» **GIVEN ENTRIES**

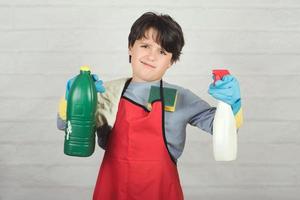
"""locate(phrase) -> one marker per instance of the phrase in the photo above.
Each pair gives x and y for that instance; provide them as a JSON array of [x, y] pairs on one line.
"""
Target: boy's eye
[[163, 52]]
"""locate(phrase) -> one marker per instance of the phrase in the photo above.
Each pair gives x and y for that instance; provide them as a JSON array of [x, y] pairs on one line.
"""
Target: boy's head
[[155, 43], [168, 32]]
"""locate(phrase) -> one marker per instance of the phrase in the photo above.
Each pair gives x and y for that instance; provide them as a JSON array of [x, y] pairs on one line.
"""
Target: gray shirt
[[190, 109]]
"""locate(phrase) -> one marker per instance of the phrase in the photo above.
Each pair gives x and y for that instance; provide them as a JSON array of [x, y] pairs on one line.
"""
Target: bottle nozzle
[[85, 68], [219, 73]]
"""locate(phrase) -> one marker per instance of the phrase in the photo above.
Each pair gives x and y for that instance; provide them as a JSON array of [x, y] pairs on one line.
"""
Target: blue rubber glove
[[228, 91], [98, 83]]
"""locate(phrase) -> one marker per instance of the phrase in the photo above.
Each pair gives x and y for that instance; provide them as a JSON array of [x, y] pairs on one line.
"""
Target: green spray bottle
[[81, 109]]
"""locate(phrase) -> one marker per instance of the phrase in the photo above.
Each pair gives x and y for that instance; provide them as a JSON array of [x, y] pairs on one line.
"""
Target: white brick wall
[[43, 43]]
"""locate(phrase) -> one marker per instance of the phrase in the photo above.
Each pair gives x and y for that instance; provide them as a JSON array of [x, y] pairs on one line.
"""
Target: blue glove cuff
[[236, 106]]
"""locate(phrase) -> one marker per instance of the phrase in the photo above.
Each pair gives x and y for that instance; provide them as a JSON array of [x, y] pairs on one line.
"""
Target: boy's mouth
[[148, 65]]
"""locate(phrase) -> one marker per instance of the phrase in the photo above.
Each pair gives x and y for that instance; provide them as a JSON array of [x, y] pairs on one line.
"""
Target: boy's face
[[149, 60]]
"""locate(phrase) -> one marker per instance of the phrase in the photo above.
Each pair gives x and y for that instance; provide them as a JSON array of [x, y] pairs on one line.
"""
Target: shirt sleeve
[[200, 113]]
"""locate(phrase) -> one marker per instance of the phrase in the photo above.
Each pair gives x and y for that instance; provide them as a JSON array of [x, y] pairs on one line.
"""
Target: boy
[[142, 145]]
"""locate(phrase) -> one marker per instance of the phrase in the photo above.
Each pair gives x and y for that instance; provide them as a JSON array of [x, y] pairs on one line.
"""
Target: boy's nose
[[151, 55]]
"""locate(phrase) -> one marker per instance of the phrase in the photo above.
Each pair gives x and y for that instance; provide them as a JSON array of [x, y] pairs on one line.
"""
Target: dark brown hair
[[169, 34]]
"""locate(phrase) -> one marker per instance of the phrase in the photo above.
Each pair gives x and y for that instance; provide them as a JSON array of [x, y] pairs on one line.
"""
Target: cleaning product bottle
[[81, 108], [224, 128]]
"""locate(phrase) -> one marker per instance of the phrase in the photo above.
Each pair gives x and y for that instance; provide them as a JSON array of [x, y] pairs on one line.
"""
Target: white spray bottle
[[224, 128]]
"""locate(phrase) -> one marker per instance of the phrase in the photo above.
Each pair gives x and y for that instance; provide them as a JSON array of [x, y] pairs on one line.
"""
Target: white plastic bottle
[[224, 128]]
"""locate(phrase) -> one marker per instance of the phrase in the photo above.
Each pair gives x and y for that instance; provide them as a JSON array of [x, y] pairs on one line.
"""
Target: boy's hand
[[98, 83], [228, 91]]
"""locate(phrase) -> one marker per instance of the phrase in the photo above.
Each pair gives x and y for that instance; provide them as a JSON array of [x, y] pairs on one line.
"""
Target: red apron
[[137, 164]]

» **WHAT YOU WILL DO**
Restate every line above word for word. Do not carry over the images.

» **COMPLETED TASK**
"""locate(phrase) -> one marker per instance of the phrase in the photo above.
Each pair gives x and y for that instance; provide them as a JSON array of [x, y] pairs on one line.
"""
Target: boy's eye
[[163, 52]]
"""locate(phrase) -> one marker per instance of the phrase in the photo above.
Each pair gives x and y for that instance; provide them as a JSON array of [x, y] pairs on one line.
"""
Target: boy's head
[[155, 43], [168, 32]]
"""locate(phrase) -> one marker per instance of the phrase in the photo above.
Each pair gives x and y for that instance; provide them as a JSON array of [x, y] pairs on one line.
"""
Target: gray shirt
[[190, 109]]
"""locate(phrase) -> one marker per instance of the phrase in the photo above.
Each pair gives x and y for that instance; provide them as a JSON array of [x, y] pairs on one line.
"""
Target: bottle nozzle
[[85, 68], [219, 73]]
"""locate(phrase) -> one marker per instance of the phrase in the photo above.
Each pair gives x and y for that instance; provide them as a JSON array of [x, y] pairs on one line.
"""
Target: blue rubber glove
[[228, 91], [98, 83]]
"""locate(phrase) -> one marker per instance of the phrase in the photo above.
Each pair gives x and y for that instance; provide them as a JSON array of [x, y] pairs on one line.
"""
Target: green spray bottle
[[81, 109]]
"""locate(phrase) -> one marker per instance of the phrase in the photo above.
Each pair gives x and y for that instance; provide them as a JSON array of [x, y] pairs on one line.
"""
Target: white brick wall
[[43, 43]]
"""locate(phrase) -> one marker per instance of the phrase in the photo above.
Each pair gives x and y for that instance; provide them as a JSON array of [x, y] pairs on one line.
"""
Target: blue glove cuff
[[236, 106]]
"""locate(phrase) -> one marker per instance of the phrase in the photo above.
Each pair gives x and y for that instance; provide them as a JSON array of [x, y] pairs on one line.
"""
Target: boy's mouth
[[148, 65]]
"""locate(phrase) -> one marker per instance of the phrase in the photo above.
Each pair gives x and y for that instance; provide them as a JSON array of [x, y] pairs on one line.
"""
Target: boy's face
[[149, 60]]
"""locate(phrase) -> one marker per instance of the phrase in the photo above.
Each pair gives x and y for that instance; provide them as a JSON array of [x, y] pairs on one line.
"""
Target: shirt sleeve
[[200, 113]]
"""locate(phrase) -> one marker per instance of the phrase in the photo above.
Each pair gives x and y for that instance; provide them as a JSON array of [x, y] pairs on one line.
"""
Target: boy
[[142, 145]]
"""locate(phrase) -> one marker per instance of the phrase in the photo above.
Each pair gives x and y for that instance; provide them as a JSON array of [x, y] pairs on one line.
"""
Target: boy's nose
[[151, 55]]
"""locate(phrase) -> one marker per instance of the phrase in the photo above.
Each pair gives x and y for that instance; provide them as a JSON array of [x, y] pairs on one line.
"""
Target: dark brown hair
[[169, 34]]
"""locate(phrase) -> one marker per instance of the phrase in the photo above.
Each pair gives x and y for that instance; provide them as a JSON array of [x, y] pairs on one line.
"""
Target: cleaning product bottle
[[81, 108], [224, 128]]
"""locate(phrase) -> one marker per instance of the phrase in the photo above.
Each pair gives x and y for that instance; provide them as a JSON array of [x, y] pairs on one line.
"""
Target: white spray bottle
[[224, 128]]
"""locate(phrase) -> one marker per instance of the phrase in the photo above.
Each pair gives x and y for that instance; provide them as a JSON array of [x, y] pairs on one line.
"""
Target: white plastic bottle
[[224, 128]]
"""locate(phrase) -> one marker per instance of the phrase in the photo above.
Each pair gives x and y for that instance; provide them as a JSON array of [x, y] pairs on one line.
"""
Target: boy's hand
[[98, 83], [228, 91]]
"""locate(phrase) -> one marker per instance of the phrase in the photo above.
Each pair gives x and y for that instance; provide them as a JSON array of [x, y] pairs on one line.
"""
Target: red apron
[[137, 164]]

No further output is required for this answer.